▶ [What you will do]
Set down, please, exactly the lines below that run from the line with "Target: round bolt head" to the line with "0, row 116.", both lines included.

○ ○ ○ ○

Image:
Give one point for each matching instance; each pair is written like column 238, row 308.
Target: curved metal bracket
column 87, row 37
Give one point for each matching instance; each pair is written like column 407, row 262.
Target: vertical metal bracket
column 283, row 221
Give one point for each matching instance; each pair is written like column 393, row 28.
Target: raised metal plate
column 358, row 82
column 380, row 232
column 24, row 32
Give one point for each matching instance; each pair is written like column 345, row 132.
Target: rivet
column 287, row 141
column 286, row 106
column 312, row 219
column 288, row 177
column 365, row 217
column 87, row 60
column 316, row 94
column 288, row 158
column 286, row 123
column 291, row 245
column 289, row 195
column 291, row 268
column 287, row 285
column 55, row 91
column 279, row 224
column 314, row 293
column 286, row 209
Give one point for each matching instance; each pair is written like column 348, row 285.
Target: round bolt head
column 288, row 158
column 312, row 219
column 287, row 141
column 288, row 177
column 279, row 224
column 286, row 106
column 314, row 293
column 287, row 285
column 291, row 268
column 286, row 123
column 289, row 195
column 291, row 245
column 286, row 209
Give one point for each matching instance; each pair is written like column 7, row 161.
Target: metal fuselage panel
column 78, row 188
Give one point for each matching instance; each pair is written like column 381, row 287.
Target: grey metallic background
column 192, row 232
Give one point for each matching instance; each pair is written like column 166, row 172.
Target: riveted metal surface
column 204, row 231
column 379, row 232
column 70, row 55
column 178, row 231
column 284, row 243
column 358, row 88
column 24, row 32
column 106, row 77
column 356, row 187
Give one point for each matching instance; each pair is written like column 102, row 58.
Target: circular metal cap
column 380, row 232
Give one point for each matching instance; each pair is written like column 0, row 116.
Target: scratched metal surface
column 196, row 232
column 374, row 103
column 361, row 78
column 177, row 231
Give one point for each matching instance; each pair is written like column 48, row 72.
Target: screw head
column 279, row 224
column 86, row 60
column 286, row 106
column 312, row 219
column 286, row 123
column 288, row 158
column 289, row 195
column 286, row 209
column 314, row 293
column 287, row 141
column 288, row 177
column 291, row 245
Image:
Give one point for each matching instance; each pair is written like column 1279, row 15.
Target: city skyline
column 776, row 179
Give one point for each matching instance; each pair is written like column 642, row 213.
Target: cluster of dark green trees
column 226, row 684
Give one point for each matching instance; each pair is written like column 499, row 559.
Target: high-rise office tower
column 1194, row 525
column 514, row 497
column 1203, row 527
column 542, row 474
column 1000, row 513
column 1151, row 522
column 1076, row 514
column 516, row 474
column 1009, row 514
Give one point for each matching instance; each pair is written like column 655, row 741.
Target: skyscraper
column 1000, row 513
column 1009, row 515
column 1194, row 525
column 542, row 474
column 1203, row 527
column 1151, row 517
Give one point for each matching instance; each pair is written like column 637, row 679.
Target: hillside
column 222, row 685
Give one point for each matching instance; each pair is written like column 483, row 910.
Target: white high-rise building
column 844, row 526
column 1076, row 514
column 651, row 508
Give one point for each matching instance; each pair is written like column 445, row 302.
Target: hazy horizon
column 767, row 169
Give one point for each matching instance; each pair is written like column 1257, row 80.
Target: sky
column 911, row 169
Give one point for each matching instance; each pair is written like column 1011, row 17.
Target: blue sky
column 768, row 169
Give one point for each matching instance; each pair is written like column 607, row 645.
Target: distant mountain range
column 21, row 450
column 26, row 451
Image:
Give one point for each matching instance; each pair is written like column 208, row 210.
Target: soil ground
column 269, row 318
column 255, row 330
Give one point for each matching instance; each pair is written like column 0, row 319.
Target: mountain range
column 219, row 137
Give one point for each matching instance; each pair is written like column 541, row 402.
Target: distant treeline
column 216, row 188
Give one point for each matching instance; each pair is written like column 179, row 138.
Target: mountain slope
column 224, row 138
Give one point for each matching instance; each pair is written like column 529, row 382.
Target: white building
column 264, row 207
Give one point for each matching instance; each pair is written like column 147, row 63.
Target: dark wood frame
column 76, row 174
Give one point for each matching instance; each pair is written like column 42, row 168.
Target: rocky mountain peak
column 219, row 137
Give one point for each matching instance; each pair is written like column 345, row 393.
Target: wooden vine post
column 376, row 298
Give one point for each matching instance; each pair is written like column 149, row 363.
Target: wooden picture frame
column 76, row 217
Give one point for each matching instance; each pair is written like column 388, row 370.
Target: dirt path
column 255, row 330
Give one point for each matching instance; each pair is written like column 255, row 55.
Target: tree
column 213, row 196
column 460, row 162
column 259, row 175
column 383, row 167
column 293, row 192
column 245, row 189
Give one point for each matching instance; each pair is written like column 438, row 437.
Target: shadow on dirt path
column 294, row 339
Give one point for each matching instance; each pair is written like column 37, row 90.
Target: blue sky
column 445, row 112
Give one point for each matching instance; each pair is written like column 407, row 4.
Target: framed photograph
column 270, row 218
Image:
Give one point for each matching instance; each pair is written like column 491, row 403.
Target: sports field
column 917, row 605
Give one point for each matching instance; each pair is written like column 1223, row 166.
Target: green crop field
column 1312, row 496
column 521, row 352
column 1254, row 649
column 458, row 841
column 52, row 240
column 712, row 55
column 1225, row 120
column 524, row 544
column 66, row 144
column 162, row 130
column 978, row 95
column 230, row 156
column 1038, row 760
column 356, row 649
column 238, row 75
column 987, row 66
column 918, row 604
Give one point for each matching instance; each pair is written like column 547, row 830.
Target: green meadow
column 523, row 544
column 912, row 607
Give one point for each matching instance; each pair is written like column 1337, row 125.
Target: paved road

○ ○ ○ ○

▶ [Answer for this exercise]
Target: round bolt head
column 288, row 158
column 312, row 219
column 287, row 141
column 288, row 177
column 279, row 224
column 286, row 106
column 314, row 293
column 287, row 285
column 291, row 268
column 286, row 123
column 289, row 195
column 291, row 245
column 286, row 209
Give one point for each matching instance; each pair is written like column 7, row 161.
Target: metal fuselage panel
column 78, row 188
Give one point for each matching instance; each pair is written like column 381, row 287.
Target: grey metallic background
column 192, row 232
Give one point for each matching instance; each pair is written like column 166, row 172.
Target: riveted metal surface
column 204, row 231
column 379, row 232
column 70, row 55
column 178, row 231
column 284, row 243
column 358, row 88
column 24, row 32
column 106, row 77
column 356, row 187
Give one point for each matching instance; each pair is written like column 102, row 58.
Target: circular metal cap
column 380, row 232
Give one point for each matching instance; each pair is written like column 0, row 116.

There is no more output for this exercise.